**Entries supplied:**
◇ ◇ ◇ ◇

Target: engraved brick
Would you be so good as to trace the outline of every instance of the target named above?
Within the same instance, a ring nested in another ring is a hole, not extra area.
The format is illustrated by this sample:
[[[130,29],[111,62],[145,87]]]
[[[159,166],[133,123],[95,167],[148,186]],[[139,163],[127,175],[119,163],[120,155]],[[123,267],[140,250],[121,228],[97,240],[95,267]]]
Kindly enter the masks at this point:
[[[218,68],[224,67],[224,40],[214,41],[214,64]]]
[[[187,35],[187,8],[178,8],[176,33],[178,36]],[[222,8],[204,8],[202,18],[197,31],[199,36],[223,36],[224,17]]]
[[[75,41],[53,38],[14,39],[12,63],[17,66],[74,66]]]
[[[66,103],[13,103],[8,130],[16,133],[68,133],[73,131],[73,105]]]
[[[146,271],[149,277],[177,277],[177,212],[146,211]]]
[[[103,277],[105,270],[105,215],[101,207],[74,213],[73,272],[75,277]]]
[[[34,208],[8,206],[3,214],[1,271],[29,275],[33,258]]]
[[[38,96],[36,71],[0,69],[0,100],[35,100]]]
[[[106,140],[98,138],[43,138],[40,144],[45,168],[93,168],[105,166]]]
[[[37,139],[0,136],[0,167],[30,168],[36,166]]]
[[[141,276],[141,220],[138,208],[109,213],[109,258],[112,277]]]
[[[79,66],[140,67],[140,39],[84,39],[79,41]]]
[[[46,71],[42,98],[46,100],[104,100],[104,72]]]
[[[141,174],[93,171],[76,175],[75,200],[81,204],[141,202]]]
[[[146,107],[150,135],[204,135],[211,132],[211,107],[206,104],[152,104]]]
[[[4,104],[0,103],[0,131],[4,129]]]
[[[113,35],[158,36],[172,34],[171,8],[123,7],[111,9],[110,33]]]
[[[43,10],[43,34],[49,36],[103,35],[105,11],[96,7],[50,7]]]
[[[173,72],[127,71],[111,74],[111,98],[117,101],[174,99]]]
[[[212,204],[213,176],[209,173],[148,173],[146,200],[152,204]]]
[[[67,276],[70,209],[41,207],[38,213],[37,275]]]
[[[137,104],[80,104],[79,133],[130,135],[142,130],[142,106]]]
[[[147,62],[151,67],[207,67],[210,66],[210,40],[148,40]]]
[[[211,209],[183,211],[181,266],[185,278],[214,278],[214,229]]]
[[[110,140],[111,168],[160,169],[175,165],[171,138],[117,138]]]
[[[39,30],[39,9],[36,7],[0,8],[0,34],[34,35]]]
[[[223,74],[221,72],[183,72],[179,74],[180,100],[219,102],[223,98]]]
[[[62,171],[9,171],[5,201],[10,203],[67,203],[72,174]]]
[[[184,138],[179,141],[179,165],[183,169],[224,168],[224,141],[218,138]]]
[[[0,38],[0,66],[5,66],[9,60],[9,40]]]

◇ ◇ ◇ ◇

**Task requirements:** Reproduce the full set of records precisely.

**Task result:**
Target: engraved brick
Would you be so good as to trace the outline of every instance of the target named above?
Within the same instance, a ring nested in another ring is a hole, not extra area.
The format is illustrated by this sample:
[[[130,29],[111,62],[145,87]]]
[[[159,166],[133,123],[95,167],[148,186]],[[139,163],[127,175],[119,163],[120,155]],[[123,267],[140,250],[121,228],[97,240],[95,267]]]
Kindly enter the masks at this point:
[[[218,68],[224,67],[224,40],[214,41],[214,64]]]
[[[187,35],[187,8],[178,8],[176,33],[178,36]],[[222,8],[204,8],[202,18],[197,31],[199,36],[223,36],[224,17]]]
[[[75,41],[53,38],[14,39],[12,63],[17,66],[74,66]]]
[[[66,103],[13,103],[8,130],[16,133],[68,133],[73,131],[73,105]]]
[[[146,271],[149,277],[177,277],[177,212],[146,211]]]
[[[103,277],[105,270],[105,215],[101,207],[74,213],[73,272],[75,277]]]
[[[34,208],[8,206],[3,214],[1,271],[29,275],[33,258]]]
[[[38,96],[36,71],[0,69],[0,100],[35,100]]]
[[[106,140],[98,138],[43,138],[40,144],[45,168],[93,168],[105,166]]]
[[[37,139],[0,136],[0,167],[30,168],[36,166]]]
[[[141,276],[141,220],[138,208],[109,213],[109,258],[112,277]]]
[[[79,66],[140,67],[140,39],[84,39],[79,41]]]
[[[46,71],[42,98],[46,100],[104,100],[104,72]]]
[[[141,174],[93,171],[76,175],[75,200],[81,204],[141,202]]]
[[[146,107],[150,135],[204,135],[211,132],[211,107],[206,104],[152,104]]]
[[[4,104],[0,103],[0,131],[4,129]]]
[[[113,35],[158,36],[172,34],[171,8],[123,7],[111,9],[110,33]]]
[[[43,10],[43,34],[49,36],[103,35],[105,11],[96,7],[50,7]]]
[[[173,72],[127,71],[111,74],[111,98],[117,101],[174,99]]]
[[[212,204],[213,176],[209,173],[148,173],[146,200],[152,204]]]
[[[67,276],[70,209],[41,207],[38,213],[37,275]]]
[[[137,104],[80,104],[79,133],[130,135],[142,130],[142,106]]]
[[[147,62],[151,67],[207,67],[210,66],[210,40],[148,40]]]
[[[211,209],[183,211],[181,266],[185,278],[214,278],[214,229]]]
[[[110,140],[111,168],[160,169],[175,165],[171,138],[117,138]]]
[[[39,30],[39,9],[36,7],[0,8],[0,34],[34,35]]]
[[[223,74],[221,72],[183,72],[179,74],[180,100],[219,102],[223,98]]]
[[[62,171],[9,171],[5,201],[10,203],[67,203],[72,174]]]
[[[184,138],[179,141],[179,165],[183,169],[224,168],[224,141],[218,138]]]
[[[0,38],[0,66],[5,66],[9,60],[9,40]]]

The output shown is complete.